> **Tâche proposée 1**
Recopiez fidèlement le passage du texte sur Pessoa, de « Pessoa, mort en » jusqu'à « possible de la philosophie. » inclus.

> **Document source**
++++++

Pessoa, mort en 1935, n’a été connu en France, de façon un peu large, que cinquante ans plus tard. Je m’inclus dans ce différé scandaleux. Car il s’agit d’un des poètes décisifs du siècle, et singulièrement si on tente de le penser comme condition possible de la philosophie.

La question peut en effet se formuler ainsi : la philosophie de ce siècle, y compris celle de ces dix dernières années, a-t-elle pu, a-t-elle su, se mettre sous condition de l’entreprise poétique de Pessoa ? Heidegger a certainement tenté un placement de sa spéculation sous la contrainte pensante de Hölderlin, de Rilke ou de Trakl. Lacoue-Labarthe est engagé dans une révision de la tentative heideggerienne, révision dont Hölderlin est l’enjeu, et dont Paul Celan est un opérateur crucial. J’ai moi-même désiré que la philosophie soit enfin contemporaine des opérations poétiques de Mallarmé. Mais Pessoa ? Disons que José Gil s’est attaché, non pas exactement à inventer des philosophèmes qui puissent accueillir et supporter l’œuvre de Pessoa, mais du moins à vérifier une hypothèse : la compatibilité entre cette œuvre – plus particulièrement celle de Campos – et certaines propositions philosophiques de Deleuze. Je ne vois que Judith Balso qui soit engagée dans une évaluation d’ensemble de la poésie de Pessoa au regard de la question de la métaphysique. Mais elle procède à cette évaluation du côté de la poésie elle-même, et non dans un mouvement directement interne au remodelage des thèses de la philosophie. Il faut donc conclure que la philosophie n’est pas, n’est pas encore, sous condition de Pessoa. Elle ne pense pas encore à hauteur de Pessoa.

++++++

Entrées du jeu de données
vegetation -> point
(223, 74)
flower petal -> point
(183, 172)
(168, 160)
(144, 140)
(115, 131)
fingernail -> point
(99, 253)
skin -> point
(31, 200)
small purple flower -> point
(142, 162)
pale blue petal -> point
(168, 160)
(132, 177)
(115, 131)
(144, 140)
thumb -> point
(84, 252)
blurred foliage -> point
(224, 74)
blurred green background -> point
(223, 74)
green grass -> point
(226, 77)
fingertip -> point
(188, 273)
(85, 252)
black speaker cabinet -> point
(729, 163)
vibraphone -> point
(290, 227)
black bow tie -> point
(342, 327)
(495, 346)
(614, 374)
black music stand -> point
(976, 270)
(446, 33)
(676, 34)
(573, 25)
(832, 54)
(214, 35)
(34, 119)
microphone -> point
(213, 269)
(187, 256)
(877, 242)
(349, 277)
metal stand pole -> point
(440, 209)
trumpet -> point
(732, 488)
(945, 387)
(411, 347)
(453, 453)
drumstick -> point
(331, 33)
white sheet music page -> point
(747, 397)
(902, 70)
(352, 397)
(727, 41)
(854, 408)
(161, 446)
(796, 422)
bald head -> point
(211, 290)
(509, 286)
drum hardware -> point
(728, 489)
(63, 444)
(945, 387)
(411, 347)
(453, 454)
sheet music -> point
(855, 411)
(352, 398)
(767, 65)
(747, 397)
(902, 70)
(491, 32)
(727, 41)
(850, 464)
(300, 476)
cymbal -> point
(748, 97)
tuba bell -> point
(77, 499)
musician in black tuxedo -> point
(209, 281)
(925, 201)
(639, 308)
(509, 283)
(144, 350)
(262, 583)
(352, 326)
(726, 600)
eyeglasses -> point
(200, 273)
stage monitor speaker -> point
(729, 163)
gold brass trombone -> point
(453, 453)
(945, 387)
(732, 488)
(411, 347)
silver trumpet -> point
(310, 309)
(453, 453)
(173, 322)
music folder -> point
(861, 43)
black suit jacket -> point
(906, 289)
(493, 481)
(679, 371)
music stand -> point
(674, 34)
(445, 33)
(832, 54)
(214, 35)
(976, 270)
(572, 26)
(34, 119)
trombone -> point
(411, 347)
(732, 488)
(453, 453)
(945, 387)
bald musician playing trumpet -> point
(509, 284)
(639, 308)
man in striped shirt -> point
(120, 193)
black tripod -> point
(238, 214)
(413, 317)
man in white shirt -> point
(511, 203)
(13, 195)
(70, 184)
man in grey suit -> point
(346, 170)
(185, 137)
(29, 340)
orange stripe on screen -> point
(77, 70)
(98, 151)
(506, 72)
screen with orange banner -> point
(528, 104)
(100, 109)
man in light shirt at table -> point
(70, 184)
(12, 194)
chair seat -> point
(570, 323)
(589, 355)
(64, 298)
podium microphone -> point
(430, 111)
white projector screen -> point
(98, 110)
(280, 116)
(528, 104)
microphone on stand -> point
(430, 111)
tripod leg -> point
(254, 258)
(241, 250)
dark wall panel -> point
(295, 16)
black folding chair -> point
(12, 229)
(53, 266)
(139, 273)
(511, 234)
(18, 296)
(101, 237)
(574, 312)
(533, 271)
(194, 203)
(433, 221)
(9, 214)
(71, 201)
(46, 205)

++++++

> **Tâche proposée 2**
Dans les entrées, reprenez les lignes allant de celle qui contient « microphone on stand -> point » jusqu'à la dernière ligne des entrées incluse, en substituant « dark gray wall panel » à « dark wall panel » et sans rien changer d'autre. Ne donnez que ces lignes.

> **Réponse attendue 1**
Pessoa, mort en 1935, n’a été connu en France, de façon un peu large, que cinquante ans plus tard. Je m’inclus dans ce différé scandaleux. Car il s’agit d’un des poètes décisifs du siècle, et singulièrement si on tente de le penser comme condition possible de la philosophie.

> **Réponse attendue 2**
microphone on stand -> point
(430, 111)
tripod leg -> point
(254, 258)
(241, 250)
dark gray wall panel -> point
(295, 16)
black folding chair -> point
(12, 229)
(53, 266)
(139, 273)
(511, 234)
(18, 296)
(101, 237)
(574, 312)
(533, 271)
(194, 203)
(433, 221)
(9, 214)
(71, 201)
(46, 205)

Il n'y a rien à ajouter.